About this exercise:
Each line from the one holding "Class, locate every instance of the dried" through the final line of the data below is to be given again exactly, and no other line is to appear.

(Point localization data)
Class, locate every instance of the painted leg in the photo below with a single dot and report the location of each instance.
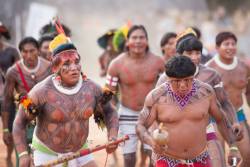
(244, 146)
(129, 159)
(216, 153)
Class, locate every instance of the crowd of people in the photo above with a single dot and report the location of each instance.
(182, 107)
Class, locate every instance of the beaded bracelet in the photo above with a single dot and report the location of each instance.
(233, 148)
(23, 154)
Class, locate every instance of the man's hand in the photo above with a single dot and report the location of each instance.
(238, 131)
(7, 138)
(234, 157)
(159, 149)
(111, 147)
(25, 161)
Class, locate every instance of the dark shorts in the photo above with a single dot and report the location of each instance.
(11, 116)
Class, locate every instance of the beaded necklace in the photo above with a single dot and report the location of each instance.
(182, 101)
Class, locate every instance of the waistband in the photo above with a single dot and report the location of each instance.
(201, 158)
(40, 146)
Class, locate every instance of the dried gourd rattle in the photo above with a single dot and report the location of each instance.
(161, 136)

Written reply:
Class, locate every instance of the dried gourd rattle in the photo above with a single dot and report the location of each instance.
(161, 136)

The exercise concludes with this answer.